**** TEXT PASSAGE ****

Hosting such an event is a lot of work for the 850 volunteers who put in thousands of hours on everything from arena decor to transporting the players. But there is a payoff. McIntyre says proceeds will be divided six ways: one share will go to each of the four clubs on the host committee, another will go to the local curling association, and the sixth share will go to a charitable fund, which was started after the tournament was last held in Regina in 1982, and promotes curling in the city. Curlers are not the only ones who benefit when a bonspiel slides into town. The tournament spun off some $7 million into the local economy, as fans from Alberta to Manitoba checked into Regina hotels, ate in restaurants and bought souvenirs.

Some of the excitement of the Olympics has also trickled down to the club level. In Nova Scotia, for instance, the venerable Halifax Curling Club had fallen on hard times, so last fall it stepped up its recruitment of new members. It supplemented the traditional October open house with one in December timed to coincide with the televised Olympic curling trials in Brandon; a final open house last week capitalized on the interest generated by the Olympics, as well as this week's Brier. Active curling membership at the Halifax club has doubled to over 300 - and general manager Rob Krepps says the Olympic image helped. "The recognition and acceptance of curling as a sport was a major factor," Krepps said. "Some people had questioned that in the past, but when you participate in the Olympics, you are a sport."

****

### PROBLEM STATEMENT
Retype the curling passage word for word, from "Hosting such an" to "and bought souvenirs.". The rows that follow were taken from a separate source.

**** DATASET ****

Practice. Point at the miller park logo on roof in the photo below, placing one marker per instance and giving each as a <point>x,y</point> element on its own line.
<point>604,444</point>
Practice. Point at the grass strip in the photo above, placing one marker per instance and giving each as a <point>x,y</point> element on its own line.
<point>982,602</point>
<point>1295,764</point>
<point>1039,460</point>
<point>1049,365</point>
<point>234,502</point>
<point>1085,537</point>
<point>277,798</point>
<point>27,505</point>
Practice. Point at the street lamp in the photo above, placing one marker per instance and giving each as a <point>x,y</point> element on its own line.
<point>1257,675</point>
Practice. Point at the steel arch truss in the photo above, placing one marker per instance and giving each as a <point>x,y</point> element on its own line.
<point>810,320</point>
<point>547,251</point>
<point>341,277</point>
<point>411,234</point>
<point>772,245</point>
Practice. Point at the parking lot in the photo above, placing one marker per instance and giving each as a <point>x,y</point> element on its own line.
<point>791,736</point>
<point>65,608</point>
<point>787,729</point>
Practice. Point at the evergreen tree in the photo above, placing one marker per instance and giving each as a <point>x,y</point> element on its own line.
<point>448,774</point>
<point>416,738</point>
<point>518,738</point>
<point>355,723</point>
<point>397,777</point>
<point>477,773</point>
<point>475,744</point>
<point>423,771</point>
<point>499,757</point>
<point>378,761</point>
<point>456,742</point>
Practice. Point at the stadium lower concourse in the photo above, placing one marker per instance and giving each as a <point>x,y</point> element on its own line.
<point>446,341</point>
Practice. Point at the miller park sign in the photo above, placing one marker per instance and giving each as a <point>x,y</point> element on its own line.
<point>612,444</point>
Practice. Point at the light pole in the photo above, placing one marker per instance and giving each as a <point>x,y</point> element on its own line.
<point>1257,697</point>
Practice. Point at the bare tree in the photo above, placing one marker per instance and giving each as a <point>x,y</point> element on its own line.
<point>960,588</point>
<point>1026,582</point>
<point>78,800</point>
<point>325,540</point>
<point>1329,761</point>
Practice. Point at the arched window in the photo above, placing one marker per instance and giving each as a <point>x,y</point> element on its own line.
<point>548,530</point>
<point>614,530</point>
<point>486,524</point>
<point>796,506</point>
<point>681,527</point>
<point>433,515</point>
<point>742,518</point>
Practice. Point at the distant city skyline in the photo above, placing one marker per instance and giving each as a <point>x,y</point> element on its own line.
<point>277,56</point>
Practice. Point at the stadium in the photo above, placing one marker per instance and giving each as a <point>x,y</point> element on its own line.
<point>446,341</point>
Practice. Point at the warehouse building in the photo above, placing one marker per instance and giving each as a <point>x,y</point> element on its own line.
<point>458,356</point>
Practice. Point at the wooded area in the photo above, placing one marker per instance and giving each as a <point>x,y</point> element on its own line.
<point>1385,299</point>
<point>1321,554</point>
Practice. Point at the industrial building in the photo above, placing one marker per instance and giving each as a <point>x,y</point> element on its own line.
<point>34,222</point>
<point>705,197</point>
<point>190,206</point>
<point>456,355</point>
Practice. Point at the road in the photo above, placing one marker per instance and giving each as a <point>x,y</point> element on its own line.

****

### THE REPLY
Hosting such an event is a lot of work for the 850 volunteers who put in thousands of hours on everything from arena decor to transporting the players. But there is a payoff. McIntyre says proceeds will be divided six ways: one share will go to each of the four clubs on the host committee, another will go to the local curling association, and the sixth share will go to a charitable fund, which was started after the tournament was last held in Regina in 1982, and promotes curling in the city. Curlers are not the only ones who benefit when a bonspiel slides into town. The tournament spun off some $7 million into the local economy, as fans from Alberta to Manitoba checked into Regina hotels, ate in restaurants and bought souvenirs.